Mutlak ticari davalar, tarafların tacir olup olmadığına ve işin bir ticari işletmeyi ilgilendirip ilgilendirmediğine bakılmaksızın ticari sayılan davalardır. Mutlak ticari davalar, 6102 sayılı TTK’nın 4/1. maddesinde bentler halinde sayılmıştır. Bunların yanında Kooperatifler Kanunu (m.99), İcra İflas Kanunu (m.154), Finansal Kiralama Kanunu (m.31), Ticari İşletme Rehni Kanunu (m.22) gibi bazı özel kanunlarda belirlenmiş ticari davalar da bulunmaktadır. Bu guruptaki davaların ticari dava sayılabilmesi için taraflarının tacir olması veya ticari işletmeleriyle ilgili olması gibi şartlar aranmaz. TTK’nın 4/1. bendinde sınırlı olarak sayılan davalar arasında yer alması veya özel kanunlarda ticari dava olarak nitelendirilmesi yeterlidir. Bu davalar kanun gereği ticari dava sayılan davalardır.
**********
Görev tanımı 1: Mutlak ticari davalarla ilgili metinden "Mutlak ticari davalar, tarafların" sözcüklerinden başlayıp "dava sayılan davalardır." sözcükleri de dahil olmak üzere o noktaya kadar uzanan kısmı hiç değiştirmeden yazın.
**********
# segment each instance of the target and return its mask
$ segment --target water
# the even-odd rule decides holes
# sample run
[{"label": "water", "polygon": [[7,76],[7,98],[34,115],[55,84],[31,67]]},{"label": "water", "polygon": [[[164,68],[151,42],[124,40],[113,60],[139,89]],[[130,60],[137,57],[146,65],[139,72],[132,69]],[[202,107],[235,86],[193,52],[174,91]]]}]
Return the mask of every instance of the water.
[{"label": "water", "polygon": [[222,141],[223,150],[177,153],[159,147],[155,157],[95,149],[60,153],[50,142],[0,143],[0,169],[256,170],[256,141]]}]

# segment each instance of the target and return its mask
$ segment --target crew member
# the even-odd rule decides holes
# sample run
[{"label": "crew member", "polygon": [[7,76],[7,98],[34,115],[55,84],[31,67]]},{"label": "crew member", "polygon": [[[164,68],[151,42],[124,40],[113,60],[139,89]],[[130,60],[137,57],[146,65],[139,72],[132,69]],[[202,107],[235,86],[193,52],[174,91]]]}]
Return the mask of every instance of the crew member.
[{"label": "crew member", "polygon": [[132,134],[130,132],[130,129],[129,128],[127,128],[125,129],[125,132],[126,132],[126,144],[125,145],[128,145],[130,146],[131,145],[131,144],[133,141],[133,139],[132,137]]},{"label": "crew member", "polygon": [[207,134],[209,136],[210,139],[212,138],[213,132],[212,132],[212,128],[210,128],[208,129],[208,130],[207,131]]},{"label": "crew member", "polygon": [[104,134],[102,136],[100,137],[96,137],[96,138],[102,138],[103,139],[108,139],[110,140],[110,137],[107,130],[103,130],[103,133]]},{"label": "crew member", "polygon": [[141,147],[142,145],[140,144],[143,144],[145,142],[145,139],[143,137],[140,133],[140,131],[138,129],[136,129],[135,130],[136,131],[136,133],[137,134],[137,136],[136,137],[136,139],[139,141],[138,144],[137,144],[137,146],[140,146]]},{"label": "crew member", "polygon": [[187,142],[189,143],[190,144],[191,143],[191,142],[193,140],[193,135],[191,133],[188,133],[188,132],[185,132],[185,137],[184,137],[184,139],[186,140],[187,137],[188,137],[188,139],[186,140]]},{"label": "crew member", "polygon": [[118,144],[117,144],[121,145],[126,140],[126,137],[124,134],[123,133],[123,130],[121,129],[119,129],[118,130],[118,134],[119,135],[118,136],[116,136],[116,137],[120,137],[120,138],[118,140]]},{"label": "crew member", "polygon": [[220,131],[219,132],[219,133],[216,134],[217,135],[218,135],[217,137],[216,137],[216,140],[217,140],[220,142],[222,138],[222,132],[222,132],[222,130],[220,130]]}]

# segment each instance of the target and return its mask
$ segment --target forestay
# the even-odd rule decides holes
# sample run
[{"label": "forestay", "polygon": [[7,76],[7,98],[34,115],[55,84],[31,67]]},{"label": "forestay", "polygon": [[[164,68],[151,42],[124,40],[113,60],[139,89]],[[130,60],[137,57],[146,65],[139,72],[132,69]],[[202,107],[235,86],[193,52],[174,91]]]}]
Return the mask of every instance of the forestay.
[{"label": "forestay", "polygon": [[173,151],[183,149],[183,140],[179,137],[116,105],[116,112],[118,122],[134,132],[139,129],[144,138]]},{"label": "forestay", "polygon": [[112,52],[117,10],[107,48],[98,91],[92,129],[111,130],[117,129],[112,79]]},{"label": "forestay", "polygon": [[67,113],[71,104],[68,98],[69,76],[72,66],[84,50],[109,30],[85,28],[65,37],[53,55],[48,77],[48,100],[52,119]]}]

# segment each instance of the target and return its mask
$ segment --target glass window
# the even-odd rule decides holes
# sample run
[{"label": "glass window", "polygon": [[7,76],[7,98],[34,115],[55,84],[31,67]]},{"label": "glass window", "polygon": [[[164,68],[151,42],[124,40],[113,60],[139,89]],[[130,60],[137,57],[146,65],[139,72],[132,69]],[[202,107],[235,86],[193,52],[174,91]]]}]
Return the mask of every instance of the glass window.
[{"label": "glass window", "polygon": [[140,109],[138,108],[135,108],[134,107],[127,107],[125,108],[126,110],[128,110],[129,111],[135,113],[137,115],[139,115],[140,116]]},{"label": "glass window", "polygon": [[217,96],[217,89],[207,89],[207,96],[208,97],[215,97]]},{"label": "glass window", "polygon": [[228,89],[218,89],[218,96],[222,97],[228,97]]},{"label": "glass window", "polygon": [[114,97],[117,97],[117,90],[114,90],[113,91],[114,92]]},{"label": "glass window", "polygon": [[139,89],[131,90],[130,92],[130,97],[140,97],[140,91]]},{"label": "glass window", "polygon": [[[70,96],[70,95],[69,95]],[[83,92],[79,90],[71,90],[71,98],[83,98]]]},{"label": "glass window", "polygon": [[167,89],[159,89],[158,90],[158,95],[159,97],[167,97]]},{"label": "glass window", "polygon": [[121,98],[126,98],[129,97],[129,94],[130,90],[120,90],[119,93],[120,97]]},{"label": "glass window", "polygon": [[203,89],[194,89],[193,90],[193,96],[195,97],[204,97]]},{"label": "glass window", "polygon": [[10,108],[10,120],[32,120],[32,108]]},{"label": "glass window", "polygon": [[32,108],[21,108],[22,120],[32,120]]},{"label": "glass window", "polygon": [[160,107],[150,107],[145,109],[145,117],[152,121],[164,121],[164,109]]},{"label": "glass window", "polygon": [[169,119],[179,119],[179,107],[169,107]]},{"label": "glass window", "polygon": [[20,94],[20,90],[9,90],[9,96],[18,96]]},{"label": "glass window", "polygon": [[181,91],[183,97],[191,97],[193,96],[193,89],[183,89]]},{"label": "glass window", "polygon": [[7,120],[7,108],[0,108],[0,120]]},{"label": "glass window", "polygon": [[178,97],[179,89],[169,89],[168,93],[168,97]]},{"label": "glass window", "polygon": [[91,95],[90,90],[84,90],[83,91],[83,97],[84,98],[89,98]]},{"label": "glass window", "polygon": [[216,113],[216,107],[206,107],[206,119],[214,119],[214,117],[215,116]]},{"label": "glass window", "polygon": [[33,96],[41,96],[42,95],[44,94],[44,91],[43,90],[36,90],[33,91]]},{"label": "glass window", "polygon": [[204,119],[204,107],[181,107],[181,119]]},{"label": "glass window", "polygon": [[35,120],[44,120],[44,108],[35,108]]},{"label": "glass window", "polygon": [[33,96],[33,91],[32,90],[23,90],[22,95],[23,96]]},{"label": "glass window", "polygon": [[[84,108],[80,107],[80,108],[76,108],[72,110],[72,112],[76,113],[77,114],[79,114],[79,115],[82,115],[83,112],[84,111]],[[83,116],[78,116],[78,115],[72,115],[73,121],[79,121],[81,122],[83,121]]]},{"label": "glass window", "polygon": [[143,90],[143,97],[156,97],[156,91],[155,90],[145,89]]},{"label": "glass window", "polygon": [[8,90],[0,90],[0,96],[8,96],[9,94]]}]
**********
Görev tanımı 2: Satırlardan "forestay" sözcüğünü içerenlerin hepsini toplayıp olduğu gibi aktarın.

Doğru sonuç 1:
Mutlak ticari davalar, tarafların tacir olup olmadığına ve işin bir ticari işletmeyi ilgilendirip ilgilendirmediğine bakılmaksızın ticari sayılan davalardır. Mutlak ticari davalar, 6102 sayılı TTK’nın 4/1. maddesinde bentler halinde sayılmıştır. Bunların yanında Kooperatifler Kanunu (m.99), İcra İflas Kanunu (m.154), Finansal Kiralama Kanunu (m.31), Ticari İşletme Rehni Kanunu (m.22) gibi bazı özel kanunlarda belirlenmiş ticari davalar da bulunmaktadır. Bu guruptaki davaların ticari dava sayılabilmesi için taraflarının tacir olması veya ticari işletmeleriyle ilgili olması gibi şartlar aranmaz. TTK’nın 4/1. bendinde sınırlı olarak sayılan davalar arasında yer alması veya özel kanunlarda ticari dava olarak nitelendirilmesi yeterlidir. Bu davalar kanun gereği ticari dava sayılan davalardır.

Doğru sonuç 2:
$ segment --target forestay
[{"label": "forestay", "polygon": [[7,76],[7,98],[34,115],[55,84],[31,67]]},{"label": "forestay", "polygon": [[[164,68],[151,42],[124,40],[113,60],[139,89]],[[130,60],[137,57],[146,65],[139,72],[132,69]],[[202,107],[235,86],[193,52],[174,91]]]}]
Return the mask of every instance of the forestay.
[{"label": "forestay", "polygon": [[173,151],[183,149],[183,140],[179,137],[116,105],[116,112],[118,122],[134,132],[139,129],[144,138]]},{"label": "forestay", "polygon": [[112,52],[117,10],[107,48],[98,91],[92,129],[111,130],[117,129],[112,79]]},{"label": "forestay", "polygon": [[67,113],[71,104],[68,98],[69,76],[72,66],[84,50],[109,30],[85,28],[65,37],[53,55],[48,77],[48,100],[52,119]]}]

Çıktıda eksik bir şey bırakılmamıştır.